Task item:
The records below must be copied in full, exactly as they read.

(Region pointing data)

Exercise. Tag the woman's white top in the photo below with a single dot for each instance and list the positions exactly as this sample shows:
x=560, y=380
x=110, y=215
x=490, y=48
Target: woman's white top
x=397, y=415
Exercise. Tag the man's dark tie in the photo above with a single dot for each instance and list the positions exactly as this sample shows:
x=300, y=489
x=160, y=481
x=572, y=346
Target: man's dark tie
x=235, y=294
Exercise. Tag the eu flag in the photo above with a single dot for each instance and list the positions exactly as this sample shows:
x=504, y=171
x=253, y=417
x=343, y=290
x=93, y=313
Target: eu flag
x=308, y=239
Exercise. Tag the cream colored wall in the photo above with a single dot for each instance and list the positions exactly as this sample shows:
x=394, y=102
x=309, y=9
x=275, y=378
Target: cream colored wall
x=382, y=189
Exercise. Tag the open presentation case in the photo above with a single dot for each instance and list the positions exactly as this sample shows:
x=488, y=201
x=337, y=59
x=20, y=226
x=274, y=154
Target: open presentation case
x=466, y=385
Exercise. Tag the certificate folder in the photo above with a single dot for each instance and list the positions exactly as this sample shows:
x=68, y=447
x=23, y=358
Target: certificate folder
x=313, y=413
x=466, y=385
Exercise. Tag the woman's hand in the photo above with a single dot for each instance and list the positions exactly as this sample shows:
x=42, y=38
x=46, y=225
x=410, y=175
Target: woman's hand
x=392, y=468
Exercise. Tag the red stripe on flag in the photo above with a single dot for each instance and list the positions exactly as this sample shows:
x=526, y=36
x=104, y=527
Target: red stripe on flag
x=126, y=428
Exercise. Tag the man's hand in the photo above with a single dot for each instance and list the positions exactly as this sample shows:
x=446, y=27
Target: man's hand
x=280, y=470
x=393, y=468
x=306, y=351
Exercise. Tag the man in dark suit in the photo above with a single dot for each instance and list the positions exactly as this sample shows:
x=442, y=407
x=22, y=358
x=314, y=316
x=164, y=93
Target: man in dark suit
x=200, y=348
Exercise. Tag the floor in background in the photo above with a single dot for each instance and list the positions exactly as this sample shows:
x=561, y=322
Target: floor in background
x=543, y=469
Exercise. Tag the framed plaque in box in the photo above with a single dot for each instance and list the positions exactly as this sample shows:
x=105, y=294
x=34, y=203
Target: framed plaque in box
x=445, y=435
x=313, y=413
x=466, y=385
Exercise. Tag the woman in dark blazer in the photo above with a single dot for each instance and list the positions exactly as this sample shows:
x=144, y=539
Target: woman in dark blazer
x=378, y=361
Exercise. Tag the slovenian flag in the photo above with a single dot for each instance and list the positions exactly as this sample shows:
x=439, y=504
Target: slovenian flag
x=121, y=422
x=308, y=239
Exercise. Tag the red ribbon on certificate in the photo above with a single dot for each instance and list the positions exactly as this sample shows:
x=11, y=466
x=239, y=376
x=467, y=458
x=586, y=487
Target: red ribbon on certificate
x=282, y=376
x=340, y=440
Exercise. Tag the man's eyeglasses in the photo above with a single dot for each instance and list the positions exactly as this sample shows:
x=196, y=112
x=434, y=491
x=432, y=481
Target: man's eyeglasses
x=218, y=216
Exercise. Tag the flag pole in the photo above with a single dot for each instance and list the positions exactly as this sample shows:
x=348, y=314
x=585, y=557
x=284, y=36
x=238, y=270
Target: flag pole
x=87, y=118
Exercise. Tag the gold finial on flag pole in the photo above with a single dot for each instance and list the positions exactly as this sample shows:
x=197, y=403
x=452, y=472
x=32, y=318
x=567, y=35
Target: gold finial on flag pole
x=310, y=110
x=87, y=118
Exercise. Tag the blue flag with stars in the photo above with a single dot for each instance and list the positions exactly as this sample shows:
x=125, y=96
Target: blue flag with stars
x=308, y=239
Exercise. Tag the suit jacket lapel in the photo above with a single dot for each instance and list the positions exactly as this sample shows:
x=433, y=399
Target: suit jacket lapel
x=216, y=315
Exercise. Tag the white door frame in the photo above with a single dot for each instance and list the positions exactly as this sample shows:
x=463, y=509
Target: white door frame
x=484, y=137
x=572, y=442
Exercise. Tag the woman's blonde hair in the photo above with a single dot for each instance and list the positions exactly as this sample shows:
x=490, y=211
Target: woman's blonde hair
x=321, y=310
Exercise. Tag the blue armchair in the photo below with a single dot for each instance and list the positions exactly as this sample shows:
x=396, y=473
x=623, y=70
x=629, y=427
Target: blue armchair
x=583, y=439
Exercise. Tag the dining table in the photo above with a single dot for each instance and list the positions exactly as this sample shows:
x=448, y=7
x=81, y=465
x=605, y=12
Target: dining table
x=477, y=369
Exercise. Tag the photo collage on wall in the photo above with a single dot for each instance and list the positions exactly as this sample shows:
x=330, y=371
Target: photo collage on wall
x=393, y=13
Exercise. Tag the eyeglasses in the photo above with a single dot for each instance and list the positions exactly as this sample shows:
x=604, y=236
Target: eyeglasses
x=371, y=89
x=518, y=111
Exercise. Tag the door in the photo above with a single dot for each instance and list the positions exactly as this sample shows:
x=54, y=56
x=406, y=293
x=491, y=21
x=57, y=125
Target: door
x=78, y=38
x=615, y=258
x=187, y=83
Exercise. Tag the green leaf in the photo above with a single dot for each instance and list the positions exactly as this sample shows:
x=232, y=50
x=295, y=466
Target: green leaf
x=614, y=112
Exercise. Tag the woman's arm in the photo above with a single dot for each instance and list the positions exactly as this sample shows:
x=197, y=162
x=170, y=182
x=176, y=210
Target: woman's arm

Task result:
Exercise. Tag the woman's white top in the photo below with a single dot for each instance and list the positions exactly as this sample shows:
x=560, y=380
x=110, y=215
x=490, y=48
Target: woman's white top
x=397, y=415
Exercise. Tag the man's dark tie in the photo above with a single dot for each instance and list the positions exactly as this sample shows:
x=300, y=489
x=160, y=481
x=572, y=346
Target: man's dark tie
x=235, y=294
Exercise. Tag the eu flag in the photo above with a single dot for each instance and list the positions exactly as this sample shows:
x=504, y=171
x=253, y=417
x=343, y=290
x=93, y=313
Target: eu flag
x=308, y=239
Exercise. Tag the cream colored wall in the photo above with a single dot for each instance and list the positions exactly as this sample shows:
x=394, y=102
x=309, y=9
x=275, y=378
Target: cream colored wall
x=382, y=189
Exercise. Tag the open presentation case in the photo above with a single dot for each instance and list the positions exactly as this sample shows:
x=488, y=201
x=337, y=59
x=20, y=226
x=274, y=154
Target: open presentation case
x=466, y=385
Exercise. Tag the certificate folder in the photo above with a single dot for each instance and list the positions exactly as this sample shows:
x=68, y=447
x=23, y=358
Target: certificate folder
x=313, y=413
x=466, y=385
Exercise. Tag the woman's hand in the photo above with a single dot for each instance and list the positions exactly as this sample shows:
x=42, y=38
x=46, y=225
x=410, y=175
Target: woman's hand
x=392, y=468
Exercise. Tag the red stripe on flag in the photo above with a single dot for each instance and list the positions exactly as this sample shows:
x=526, y=36
x=104, y=527
Target: red stripe on flag
x=126, y=428
Exercise. Tag the man's hand in the photo above with a single dot for each instance and list the positions exactly as this sample shows:
x=446, y=27
Target: man's hand
x=280, y=470
x=393, y=468
x=306, y=351
Exercise. Tag the man in dark suit in the photo above with a single dot for each instance and list the positions exactly as this sample shows:
x=442, y=407
x=22, y=358
x=314, y=316
x=164, y=93
Target: man in dark suit
x=200, y=348
Exercise. Tag the floor in background in the photo above with a single dot for each instance and list the positions exactly as this sample shows:
x=561, y=322
Target: floor in background
x=543, y=469
Exercise. Tag the framed plaque in box in the photo above with a single dot for each instance and list the positions exactly as this sample shows:
x=105, y=294
x=34, y=203
Target: framed plaque in box
x=445, y=435
x=313, y=413
x=466, y=385
Exercise. Tag the woman in dark blazer in the photo above with a single dot for each instance and list the positions exactly as this sample shows:
x=144, y=539
Target: woman in dark blazer
x=378, y=361
Exercise. Tag the slovenian flag in the photo above with a single dot for each instance and list the positions exactly as this sample shows:
x=439, y=504
Target: slovenian flag
x=121, y=422
x=308, y=239
Exercise. Tag the red ribbon on certificate in the photo above with a single dot for each instance and list the positions exactly as this sample shows:
x=11, y=466
x=239, y=376
x=467, y=458
x=586, y=487
Target: red ribbon on certificate
x=282, y=376
x=340, y=440
Exercise. Tag the man's eyeglasses in the photo above with a single dot for each instance and list the positions exactly as this sample shows:
x=196, y=112
x=434, y=491
x=432, y=481
Target: man's eyeglasses
x=218, y=216
Exercise. Tag the flag pole in the photo above with a single dot for each instance and list the positions exactly as this sample shows:
x=348, y=314
x=585, y=557
x=284, y=36
x=238, y=270
Target: flag pole
x=87, y=118
Exercise. Tag the gold finial on flag pole in the photo above with a single dot for each instance and list the positions exactly as this sample shows:
x=197, y=403
x=452, y=472
x=32, y=318
x=567, y=35
Target: gold finial on flag pole
x=310, y=110
x=87, y=118
Exercise. Tag the blue flag with stars in the photo above with a single dot for each instance and list the positions exactly as this sample shows:
x=125, y=96
Target: blue flag with stars
x=308, y=239
Exercise. Tag the suit jacket lapel in the photo above with a single dot for each instance and list the positions exactly as this sample shows:
x=433, y=399
Target: suit jacket lapel
x=216, y=315
Exercise. Tag the white door frame in the photo above with a single dot for each instance and list the positions exactly as this sample shows:
x=463, y=509
Target: white door frame
x=484, y=137
x=572, y=442
Exercise. Tag the woman's blonde hair in the photo above with a single dot for each instance and list the positions exactly as this sample shows:
x=490, y=211
Target: woman's blonde hair
x=321, y=310
Exercise. Tag the blue armchair in the photo below with a single dot for each instance and list the positions exactly as this sample shows:
x=396, y=473
x=623, y=70
x=629, y=427
Target: blue armchair
x=583, y=439
Exercise. Tag the dining table in the photo above with a single dot for each instance and list the positions exactly as this sample shows:
x=448, y=7
x=81, y=465
x=605, y=12
Target: dining table
x=477, y=369
Exercise. Tag the photo collage on wall in the photo above with a single dot for each instance and list the positions exactly as this sample shows:
x=330, y=371
Target: photo collage on wall
x=393, y=13
Exercise. Tag the eyeglasses in the photo above with a single dot for each instance and list the positions exactly as this sample shows:
x=604, y=236
Target: eyeglasses
x=371, y=89
x=518, y=111
Exercise. Tag the door in the photo above with a single dot for each instance and list the positions exactly as this sample shows:
x=54, y=56
x=406, y=293
x=491, y=21
x=57, y=125
Target: door
x=78, y=38
x=615, y=258
x=187, y=83
Exercise. Tag the green leaf in the photo above with a single dot for each instance and list the positions exactly as this sample shows:
x=232, y=50
x=295, y=466
Target: green leaf
x=614, y=112
Exercise. Tag the woman's arm in the photo above with a single dot for each instance and list the positions exactly as this sample shows:
x=197, y=162
x=170, y=182
x=176, y=210
Target: woman's arm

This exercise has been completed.